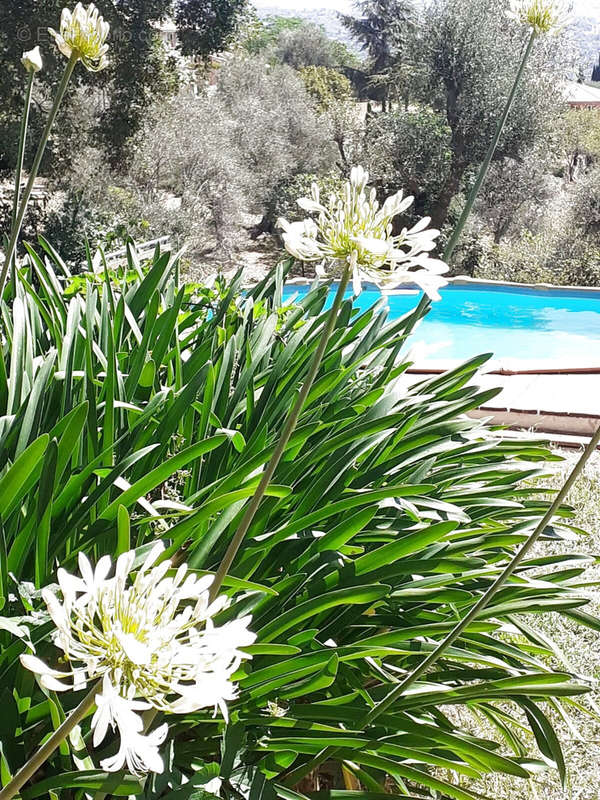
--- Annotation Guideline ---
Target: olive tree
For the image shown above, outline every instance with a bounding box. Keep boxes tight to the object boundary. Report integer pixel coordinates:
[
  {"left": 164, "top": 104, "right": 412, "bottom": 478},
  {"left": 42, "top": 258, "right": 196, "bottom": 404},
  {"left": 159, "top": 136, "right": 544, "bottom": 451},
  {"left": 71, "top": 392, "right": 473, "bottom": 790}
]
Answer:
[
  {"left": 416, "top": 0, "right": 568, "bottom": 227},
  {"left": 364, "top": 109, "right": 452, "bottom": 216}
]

## [Instruction]
Please lay out the entries above as a JSON list of strings, one string per line, leaving out blank lines and the pictures.

## [Full solution]
[
  "--- Annotation Guideline ---",
  "Target: olive tree",
  "For the image shown above, outline every instance with a bounding box. Keep boxes tight to the object boundary. Report integer pixel coordinates:",
  "[",
  "  {\"left\": 164, \"top\": 104, \"right\": 412, \"bottom\": 478},",
  "  {\"left\": 42, \"top\": 258, \"right\": 196, \"bottom\": 404},",
  "  {\"left\": 159, \"top\": 136, \"right\": 544, \"bottom\": 451},",
  "  {\"left\": 71, \"top\": 392, \"right\": 473, \"bottom\": 790}",
  "]",
  "Answer:",
  "[",
  "  {\"left\": 416, \"top\": 0, \"right\": 568, \"bottom\": 227},",
  "  {\"left\": 364, \"top\": 109, \"right\": 452, \"bottom\": 216}",
  "]"
]